▶ EXERCISE REQUIREMENTS
Rewrite everything from the line containing "point_to finds the curved" down to the line containing "pixel 103 217", replacing "returns" with "outputs" and changing nothing else.

▶ MATERIALS PROVIDED
----

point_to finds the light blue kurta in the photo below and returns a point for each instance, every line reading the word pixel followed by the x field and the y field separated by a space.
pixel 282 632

----

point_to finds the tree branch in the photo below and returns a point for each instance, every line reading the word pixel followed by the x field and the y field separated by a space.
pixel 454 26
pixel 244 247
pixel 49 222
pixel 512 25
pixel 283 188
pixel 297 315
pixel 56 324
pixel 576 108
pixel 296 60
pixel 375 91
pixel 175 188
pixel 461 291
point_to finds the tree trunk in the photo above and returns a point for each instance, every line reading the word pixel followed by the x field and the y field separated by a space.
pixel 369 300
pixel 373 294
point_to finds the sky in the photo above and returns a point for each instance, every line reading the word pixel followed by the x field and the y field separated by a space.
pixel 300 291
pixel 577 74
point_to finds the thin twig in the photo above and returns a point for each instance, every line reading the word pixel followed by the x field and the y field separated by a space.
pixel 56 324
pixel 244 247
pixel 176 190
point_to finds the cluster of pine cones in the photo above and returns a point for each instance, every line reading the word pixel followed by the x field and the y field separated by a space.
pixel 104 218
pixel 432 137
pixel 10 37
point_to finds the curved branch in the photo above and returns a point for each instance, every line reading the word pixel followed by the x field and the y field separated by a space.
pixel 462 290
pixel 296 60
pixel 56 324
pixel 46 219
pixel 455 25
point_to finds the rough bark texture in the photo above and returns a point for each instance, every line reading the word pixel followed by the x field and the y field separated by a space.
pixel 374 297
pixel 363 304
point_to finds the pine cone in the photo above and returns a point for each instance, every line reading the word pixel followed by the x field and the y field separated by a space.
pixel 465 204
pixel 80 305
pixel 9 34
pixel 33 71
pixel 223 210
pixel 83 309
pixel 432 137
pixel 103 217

----

▶ COMPLETE RESPONSE
point_to finds the curved branch in the photo above and outputs a point for each instance, every line reading the word pixel followed by the x field and the y field separated by a space.
pixel 462 290
pixel 296 60
pixel 56 324
pixel 46 219
pixel 455 25
point_to finds the rough bark texture in the photo above and outputs a point for each instance, every line reading the word pixel followed by the x field and the y field separated by a space.
pixel 374 297
pixel 363 304
point_to finds the pine cone in the photo above and outputs a point for each instance, every line reading the word pixel followed by the x field and the y field separated by a space.
pixel 465 204
pixel 80 305
pixel 9 34
pixel 33 71
pixel 223 210
pixel 83 309
pixel 432 137
pixel 103 217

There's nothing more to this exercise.